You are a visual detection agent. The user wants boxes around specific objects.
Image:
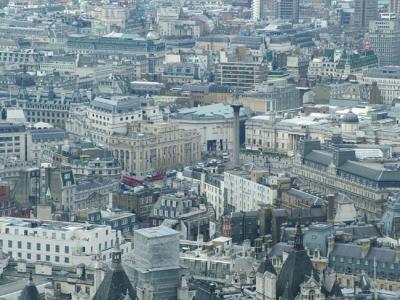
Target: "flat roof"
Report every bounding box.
[135,226,179,238]
[0,217,106,232]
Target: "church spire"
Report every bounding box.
[111,230,122,269]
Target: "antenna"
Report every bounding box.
[374,256,378,299]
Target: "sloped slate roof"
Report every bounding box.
[93,268,136,300]
[276,250,318,300]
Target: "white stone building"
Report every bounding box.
[170,103,251,152]
[65,96,162,145]
[0,217,131,267]
[224,171,278,211]
[362,66,400,105]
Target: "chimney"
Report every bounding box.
[327,194,335,222]
[231,104,242,167]
[361,239,371,257]
[395,244,400,262]
[327,235,335,257]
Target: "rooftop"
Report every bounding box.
[135,226,179,238]
[171,103,250,120]
[0,217,106,232]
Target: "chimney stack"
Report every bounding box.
[231,104,243,167]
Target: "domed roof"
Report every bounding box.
[146,26,160,41]
[342,112,359,123]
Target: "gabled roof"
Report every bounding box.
[257,256,276,275]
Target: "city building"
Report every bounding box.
[65,96,162,145]
[224,171,280,212]
[215,48,267,90]
[353,0,378,30]
[240,79,302,113]
[108,123,201,176]
[368,18,400,66]
[362,66,400,105]
[170,103,251,152]
[132,226,181,300]
[275,0,300,23]
[0,217,131,266]
[294,140,400,219]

__Brief__
The entries above should be reproduced exactly, without their pictures.

__Right answer__
You are a visual detection agent. The user wants boxes around specific objects.
Image:
Target: "flat roof"
Report every bounding box.
[135,226,179,238]
[0,217,106,232]
Target: "church spire"
Report every bounding box.
[111,230,122,269]
Target: "antenna"
Report every bounding box.
[374,256,378,299]
Target: "sloped slate roof"
Report every bounding box.
[93,268,136,300]
[276,250,318,300]
Target: "white stone building"
Report every bounding box.
[170,103,251,152]
[65,96,162,145]
[0,217,131,267]
[224,171,278,211]
[362,66,400,105]
Target: "chimney"
Report every bounding box.
[327,194,335,222]
[231,104,242,167]
[361,239,371,257]
[395,244,400,262]
[327,235,335,257]
Target: "rooftop"
Report every bounding box.
[135,226,179,238]
[171,103,250,120]
[0,217,106,232]
Target: "chimney stack"
Report every bounding box.
[231,104,243,167]
Target: "domed roof"
Report every bounding box.
[146,26,160,41]
[342,112,359,123]
Target: "gabled roof"
Report every bounding box.
[257,256,276,275]
Target: "city building"
Report every bounding box.
[65,96,162,145]
[224,171,280,212]
[215,48,267,90]
[353,0,378,30]
[240,79,302,113]
[108,123,201,176]
[368,18,400,66]
[362,66,400,105]
[170,103,251,152]
[132,226,181,300]
[275,0,300,23]
[0,217,131,266]
[294,140,400,219]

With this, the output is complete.